[Detection examples]

★ ★ ★ ★ ★

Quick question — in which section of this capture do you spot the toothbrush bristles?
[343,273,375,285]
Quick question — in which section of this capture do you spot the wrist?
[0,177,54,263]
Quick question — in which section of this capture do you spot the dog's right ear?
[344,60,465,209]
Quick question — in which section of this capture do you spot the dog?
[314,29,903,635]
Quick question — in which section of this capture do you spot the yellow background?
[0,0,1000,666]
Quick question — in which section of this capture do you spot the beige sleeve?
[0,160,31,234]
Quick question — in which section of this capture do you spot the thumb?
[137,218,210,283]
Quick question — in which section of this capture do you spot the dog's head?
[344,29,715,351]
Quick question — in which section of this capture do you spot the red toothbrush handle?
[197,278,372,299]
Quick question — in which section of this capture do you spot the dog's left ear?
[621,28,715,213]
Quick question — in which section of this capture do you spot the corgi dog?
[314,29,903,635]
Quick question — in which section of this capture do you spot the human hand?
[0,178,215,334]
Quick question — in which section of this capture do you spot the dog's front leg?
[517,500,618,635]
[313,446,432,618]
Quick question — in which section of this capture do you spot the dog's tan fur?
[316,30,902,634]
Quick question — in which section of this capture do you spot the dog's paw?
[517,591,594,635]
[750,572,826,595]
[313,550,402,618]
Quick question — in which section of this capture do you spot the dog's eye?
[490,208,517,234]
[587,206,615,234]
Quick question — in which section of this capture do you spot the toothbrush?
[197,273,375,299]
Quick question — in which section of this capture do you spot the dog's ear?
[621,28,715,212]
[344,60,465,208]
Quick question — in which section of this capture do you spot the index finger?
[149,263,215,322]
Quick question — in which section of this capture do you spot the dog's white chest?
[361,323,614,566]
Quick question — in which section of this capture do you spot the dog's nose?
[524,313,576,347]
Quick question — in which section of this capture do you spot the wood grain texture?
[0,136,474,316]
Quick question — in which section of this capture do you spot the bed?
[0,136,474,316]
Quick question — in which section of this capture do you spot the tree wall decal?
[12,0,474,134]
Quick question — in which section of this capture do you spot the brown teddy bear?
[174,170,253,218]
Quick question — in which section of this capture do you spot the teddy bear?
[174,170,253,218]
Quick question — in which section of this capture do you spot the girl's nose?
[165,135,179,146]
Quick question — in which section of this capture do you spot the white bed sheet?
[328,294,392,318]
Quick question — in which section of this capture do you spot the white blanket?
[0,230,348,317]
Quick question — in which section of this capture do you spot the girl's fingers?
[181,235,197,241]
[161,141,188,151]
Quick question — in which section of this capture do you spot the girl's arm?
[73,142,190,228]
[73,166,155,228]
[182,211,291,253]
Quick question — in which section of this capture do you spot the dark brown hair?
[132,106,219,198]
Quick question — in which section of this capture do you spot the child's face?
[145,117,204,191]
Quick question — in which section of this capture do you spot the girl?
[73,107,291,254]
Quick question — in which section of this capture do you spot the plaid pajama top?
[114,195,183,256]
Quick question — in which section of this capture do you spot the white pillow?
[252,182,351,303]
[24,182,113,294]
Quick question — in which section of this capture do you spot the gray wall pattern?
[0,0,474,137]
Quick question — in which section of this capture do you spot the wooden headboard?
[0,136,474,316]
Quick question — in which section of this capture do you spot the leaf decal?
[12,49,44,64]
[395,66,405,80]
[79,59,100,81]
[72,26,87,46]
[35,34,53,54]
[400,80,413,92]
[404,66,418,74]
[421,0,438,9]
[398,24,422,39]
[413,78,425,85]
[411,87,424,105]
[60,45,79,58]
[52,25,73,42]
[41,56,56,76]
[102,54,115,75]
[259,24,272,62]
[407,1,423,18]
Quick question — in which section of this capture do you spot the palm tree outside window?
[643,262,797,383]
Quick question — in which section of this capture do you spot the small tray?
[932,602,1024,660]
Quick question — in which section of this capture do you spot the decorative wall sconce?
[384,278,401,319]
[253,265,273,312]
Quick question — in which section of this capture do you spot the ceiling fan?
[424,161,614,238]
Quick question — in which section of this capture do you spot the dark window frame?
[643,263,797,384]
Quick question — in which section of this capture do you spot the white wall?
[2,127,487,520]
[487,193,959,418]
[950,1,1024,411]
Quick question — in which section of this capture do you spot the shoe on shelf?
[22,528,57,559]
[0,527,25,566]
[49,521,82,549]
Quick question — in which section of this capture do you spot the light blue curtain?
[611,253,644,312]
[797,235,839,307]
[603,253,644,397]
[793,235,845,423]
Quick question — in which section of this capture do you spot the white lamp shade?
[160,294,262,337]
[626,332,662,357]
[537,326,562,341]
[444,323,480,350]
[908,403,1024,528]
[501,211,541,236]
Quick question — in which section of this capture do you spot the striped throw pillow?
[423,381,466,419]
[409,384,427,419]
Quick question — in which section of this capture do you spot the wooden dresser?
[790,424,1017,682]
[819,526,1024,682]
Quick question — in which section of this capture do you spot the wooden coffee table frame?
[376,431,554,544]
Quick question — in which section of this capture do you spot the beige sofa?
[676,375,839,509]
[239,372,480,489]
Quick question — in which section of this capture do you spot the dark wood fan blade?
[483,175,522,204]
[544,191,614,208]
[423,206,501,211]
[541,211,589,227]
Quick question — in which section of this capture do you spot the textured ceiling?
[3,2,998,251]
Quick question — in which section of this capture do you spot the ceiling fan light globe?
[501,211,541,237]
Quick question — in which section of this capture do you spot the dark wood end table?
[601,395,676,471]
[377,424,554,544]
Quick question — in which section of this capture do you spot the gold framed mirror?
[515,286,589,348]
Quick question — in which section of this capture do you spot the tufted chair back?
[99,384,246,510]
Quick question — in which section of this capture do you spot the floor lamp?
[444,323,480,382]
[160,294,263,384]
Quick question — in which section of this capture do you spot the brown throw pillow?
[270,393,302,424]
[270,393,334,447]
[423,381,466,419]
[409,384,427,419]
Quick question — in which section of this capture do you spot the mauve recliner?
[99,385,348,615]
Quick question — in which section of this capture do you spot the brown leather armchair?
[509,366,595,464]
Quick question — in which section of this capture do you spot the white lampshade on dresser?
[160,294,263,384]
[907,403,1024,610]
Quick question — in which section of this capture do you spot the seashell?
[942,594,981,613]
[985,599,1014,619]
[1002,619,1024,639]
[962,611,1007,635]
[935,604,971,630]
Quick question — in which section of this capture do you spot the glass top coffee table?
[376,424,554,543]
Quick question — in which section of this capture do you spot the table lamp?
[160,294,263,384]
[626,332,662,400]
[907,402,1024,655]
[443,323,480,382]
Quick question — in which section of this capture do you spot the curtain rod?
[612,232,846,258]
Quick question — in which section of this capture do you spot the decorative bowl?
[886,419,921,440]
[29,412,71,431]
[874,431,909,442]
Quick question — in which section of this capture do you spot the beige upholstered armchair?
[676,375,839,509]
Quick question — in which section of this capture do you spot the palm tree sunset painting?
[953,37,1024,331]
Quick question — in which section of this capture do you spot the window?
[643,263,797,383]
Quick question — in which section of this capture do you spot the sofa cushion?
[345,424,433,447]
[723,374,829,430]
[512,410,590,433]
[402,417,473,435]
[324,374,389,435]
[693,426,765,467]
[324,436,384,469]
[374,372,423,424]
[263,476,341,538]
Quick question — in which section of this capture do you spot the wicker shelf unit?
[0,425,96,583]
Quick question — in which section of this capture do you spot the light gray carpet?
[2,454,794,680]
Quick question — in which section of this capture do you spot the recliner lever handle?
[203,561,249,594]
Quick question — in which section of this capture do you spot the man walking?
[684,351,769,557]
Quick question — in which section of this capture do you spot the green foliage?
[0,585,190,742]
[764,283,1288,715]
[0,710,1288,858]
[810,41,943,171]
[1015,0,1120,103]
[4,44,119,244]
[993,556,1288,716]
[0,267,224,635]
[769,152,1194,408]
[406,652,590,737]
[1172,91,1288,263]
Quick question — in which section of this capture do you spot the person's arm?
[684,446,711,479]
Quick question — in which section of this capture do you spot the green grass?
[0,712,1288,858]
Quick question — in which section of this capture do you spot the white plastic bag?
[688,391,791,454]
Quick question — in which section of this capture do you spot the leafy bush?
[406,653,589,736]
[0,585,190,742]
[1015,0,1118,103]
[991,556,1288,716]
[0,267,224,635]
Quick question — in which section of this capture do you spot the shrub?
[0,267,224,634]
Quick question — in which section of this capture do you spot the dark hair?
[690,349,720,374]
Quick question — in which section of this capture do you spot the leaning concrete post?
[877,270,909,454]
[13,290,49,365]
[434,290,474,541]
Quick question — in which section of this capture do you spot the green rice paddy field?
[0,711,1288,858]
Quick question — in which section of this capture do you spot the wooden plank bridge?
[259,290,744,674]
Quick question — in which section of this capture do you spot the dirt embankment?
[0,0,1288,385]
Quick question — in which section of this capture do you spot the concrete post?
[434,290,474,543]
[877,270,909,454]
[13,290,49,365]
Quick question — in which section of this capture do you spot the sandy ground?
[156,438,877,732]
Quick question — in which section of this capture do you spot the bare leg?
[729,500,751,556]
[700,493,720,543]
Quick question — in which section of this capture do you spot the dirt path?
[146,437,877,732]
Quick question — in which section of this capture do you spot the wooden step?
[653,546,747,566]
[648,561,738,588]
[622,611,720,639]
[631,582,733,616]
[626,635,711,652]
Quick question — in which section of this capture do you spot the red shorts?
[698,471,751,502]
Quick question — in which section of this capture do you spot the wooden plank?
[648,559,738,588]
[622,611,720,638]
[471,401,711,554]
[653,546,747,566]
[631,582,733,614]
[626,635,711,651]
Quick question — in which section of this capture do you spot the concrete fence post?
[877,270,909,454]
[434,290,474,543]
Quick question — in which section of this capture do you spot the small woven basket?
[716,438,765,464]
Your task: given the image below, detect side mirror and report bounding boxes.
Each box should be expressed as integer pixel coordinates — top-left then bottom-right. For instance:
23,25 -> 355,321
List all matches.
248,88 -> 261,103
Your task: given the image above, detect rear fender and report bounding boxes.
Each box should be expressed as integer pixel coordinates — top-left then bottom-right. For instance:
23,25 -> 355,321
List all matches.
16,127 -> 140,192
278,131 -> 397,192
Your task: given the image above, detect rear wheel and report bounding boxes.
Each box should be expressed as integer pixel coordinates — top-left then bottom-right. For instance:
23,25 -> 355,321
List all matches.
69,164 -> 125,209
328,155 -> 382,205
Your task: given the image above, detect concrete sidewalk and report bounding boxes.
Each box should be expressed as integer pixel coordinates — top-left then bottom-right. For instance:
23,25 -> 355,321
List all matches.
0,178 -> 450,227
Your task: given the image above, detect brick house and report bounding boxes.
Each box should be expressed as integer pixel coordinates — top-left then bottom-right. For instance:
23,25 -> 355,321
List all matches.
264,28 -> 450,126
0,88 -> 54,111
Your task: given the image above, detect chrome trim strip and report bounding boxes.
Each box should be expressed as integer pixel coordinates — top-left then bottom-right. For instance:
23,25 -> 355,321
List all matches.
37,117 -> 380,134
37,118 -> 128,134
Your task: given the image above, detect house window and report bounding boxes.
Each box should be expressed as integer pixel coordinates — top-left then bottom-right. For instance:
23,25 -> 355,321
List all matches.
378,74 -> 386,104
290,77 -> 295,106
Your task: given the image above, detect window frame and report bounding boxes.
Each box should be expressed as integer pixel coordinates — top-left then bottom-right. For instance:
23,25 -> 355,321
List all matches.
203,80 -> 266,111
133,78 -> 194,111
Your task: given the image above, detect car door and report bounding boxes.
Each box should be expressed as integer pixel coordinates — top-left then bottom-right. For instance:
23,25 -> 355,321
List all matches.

★ ★ ★ ★ ★

Challenge - Copy the items again from the line containing "the sandy ground?" through the line containing "[700,493,720,543]", both included, and add 39 to each coordinate value in the answers.

Solution for this exercise -
Quick question — in which section of this capture do you spot the sandy ground?
[195,477,916,771]
Quick question — in which section of this capture do you spot the bare leg?
[768,539,790,595]
[739,532,759,582]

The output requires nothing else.